Material shown:
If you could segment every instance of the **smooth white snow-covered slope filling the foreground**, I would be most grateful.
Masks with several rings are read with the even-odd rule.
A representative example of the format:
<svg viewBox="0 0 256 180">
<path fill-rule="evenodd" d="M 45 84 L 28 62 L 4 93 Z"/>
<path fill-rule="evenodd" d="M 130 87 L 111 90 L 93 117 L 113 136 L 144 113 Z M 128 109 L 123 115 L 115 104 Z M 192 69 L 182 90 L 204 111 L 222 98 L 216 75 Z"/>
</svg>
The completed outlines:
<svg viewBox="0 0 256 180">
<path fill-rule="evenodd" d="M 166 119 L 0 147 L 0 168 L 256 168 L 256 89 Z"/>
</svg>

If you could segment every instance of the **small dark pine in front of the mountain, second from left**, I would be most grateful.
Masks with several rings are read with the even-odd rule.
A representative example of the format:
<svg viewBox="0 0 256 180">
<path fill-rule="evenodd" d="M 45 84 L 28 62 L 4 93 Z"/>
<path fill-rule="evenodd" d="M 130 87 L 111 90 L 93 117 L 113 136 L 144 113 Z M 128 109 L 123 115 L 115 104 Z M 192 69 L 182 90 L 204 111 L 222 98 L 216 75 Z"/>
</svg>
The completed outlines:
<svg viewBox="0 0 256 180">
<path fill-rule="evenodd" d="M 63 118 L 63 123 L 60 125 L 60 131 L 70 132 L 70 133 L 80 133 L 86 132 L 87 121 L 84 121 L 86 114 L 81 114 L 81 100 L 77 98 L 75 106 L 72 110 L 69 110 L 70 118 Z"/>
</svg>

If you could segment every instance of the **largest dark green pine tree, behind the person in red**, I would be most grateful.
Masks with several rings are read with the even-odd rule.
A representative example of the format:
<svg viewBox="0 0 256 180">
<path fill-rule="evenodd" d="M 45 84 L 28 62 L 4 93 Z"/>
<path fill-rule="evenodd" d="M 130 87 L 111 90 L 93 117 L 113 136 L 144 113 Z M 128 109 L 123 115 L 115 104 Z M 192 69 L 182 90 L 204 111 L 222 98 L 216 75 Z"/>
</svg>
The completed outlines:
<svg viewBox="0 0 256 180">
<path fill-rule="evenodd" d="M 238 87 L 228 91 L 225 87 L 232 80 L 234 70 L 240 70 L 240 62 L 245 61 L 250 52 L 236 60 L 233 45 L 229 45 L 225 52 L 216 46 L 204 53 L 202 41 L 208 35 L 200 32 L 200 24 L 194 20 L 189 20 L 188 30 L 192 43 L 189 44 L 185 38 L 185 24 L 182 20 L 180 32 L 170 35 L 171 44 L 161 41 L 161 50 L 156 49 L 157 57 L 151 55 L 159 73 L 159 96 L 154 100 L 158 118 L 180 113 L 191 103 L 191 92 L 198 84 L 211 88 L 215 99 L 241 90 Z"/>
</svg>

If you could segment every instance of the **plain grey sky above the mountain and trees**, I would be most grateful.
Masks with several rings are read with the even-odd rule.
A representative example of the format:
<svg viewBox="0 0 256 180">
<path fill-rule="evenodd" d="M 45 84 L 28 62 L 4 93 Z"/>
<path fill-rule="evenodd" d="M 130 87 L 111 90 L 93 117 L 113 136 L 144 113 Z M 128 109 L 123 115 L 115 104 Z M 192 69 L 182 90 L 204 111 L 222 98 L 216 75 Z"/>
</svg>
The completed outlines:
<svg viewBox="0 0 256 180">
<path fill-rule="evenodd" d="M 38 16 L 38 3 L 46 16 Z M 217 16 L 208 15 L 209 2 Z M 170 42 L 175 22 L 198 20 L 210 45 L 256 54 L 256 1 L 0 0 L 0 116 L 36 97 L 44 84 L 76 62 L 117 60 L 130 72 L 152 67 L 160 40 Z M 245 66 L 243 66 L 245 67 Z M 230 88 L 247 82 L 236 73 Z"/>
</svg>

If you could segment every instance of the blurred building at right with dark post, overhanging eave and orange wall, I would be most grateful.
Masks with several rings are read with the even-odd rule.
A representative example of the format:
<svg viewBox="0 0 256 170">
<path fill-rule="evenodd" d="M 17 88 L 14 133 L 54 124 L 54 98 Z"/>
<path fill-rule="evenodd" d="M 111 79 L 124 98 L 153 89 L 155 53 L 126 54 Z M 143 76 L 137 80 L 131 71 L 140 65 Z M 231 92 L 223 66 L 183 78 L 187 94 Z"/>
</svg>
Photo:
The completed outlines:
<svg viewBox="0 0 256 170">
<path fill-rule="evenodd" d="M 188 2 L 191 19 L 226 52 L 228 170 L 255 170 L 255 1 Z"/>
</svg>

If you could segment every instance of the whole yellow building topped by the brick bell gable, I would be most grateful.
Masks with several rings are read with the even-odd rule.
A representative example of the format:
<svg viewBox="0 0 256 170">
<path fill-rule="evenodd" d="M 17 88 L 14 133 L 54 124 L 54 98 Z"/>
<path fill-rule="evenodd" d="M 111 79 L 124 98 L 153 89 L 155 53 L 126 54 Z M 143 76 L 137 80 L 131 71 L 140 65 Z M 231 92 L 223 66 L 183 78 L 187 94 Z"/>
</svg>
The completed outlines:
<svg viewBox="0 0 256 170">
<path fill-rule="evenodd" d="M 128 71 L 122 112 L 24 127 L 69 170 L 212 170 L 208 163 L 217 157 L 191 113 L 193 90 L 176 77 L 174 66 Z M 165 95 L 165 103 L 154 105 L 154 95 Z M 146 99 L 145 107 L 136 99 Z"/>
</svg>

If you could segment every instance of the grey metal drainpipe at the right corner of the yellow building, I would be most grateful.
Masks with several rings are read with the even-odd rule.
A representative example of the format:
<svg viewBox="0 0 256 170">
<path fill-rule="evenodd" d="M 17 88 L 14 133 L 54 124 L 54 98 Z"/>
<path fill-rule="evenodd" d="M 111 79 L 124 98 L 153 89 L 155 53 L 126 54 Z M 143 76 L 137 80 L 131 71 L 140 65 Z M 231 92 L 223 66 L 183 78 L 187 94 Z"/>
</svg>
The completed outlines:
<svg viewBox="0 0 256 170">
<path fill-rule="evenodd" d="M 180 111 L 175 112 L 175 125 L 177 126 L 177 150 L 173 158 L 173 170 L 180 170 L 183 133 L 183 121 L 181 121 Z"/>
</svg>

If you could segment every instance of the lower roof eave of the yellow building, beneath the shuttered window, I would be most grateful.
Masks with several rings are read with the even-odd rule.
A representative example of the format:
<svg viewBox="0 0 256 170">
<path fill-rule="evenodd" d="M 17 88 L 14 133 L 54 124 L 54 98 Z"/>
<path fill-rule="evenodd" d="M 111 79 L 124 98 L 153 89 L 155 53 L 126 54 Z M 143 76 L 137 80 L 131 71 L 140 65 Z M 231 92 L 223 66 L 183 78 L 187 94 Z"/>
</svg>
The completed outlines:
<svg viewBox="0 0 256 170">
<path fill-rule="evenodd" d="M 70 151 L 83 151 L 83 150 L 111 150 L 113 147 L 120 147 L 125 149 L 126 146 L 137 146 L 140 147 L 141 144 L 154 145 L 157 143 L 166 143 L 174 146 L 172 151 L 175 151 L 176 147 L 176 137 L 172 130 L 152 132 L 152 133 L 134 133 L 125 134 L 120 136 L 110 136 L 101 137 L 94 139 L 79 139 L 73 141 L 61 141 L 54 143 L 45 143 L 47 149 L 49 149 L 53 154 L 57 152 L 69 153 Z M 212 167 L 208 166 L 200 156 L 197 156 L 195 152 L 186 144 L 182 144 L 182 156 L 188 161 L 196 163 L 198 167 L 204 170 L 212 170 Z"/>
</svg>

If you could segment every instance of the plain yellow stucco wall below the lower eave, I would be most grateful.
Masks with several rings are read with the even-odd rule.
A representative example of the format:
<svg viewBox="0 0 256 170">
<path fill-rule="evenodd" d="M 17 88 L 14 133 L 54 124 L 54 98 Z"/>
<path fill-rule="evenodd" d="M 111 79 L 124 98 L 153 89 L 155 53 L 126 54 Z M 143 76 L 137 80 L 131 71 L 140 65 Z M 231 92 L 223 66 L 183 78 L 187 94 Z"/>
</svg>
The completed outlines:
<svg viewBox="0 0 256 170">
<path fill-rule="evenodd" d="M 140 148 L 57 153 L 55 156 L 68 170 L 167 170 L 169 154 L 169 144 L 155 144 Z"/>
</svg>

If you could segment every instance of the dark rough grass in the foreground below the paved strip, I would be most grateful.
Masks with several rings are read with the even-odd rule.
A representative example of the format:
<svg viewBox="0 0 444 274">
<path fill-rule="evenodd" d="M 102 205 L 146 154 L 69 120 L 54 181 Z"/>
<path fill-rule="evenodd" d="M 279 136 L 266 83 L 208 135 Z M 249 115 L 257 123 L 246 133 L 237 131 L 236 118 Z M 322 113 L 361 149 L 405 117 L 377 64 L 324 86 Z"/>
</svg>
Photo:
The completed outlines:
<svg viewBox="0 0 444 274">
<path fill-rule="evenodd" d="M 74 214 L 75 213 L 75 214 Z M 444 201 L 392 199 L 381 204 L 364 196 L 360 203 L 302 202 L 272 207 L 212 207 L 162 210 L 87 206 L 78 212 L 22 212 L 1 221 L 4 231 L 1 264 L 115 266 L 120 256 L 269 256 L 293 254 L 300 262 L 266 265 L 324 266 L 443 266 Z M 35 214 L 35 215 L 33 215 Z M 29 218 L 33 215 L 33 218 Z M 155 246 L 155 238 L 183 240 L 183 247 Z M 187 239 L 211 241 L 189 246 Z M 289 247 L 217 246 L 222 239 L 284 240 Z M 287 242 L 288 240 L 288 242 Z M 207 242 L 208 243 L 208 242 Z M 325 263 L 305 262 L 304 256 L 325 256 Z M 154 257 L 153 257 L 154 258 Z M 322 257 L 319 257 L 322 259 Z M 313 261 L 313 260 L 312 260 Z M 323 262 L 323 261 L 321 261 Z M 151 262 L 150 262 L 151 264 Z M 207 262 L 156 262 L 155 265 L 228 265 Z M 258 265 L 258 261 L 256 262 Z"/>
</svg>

Work order: Copy each line of the records that contains the word "grey".

Solution for this exercise:
If you could segment every instance of the **plain grey sky above the mountain and trees**, I would be most grateful.
If you could segment every instance of the grey metal drainpipe at the right corner of the yellow building, I would be most grateful.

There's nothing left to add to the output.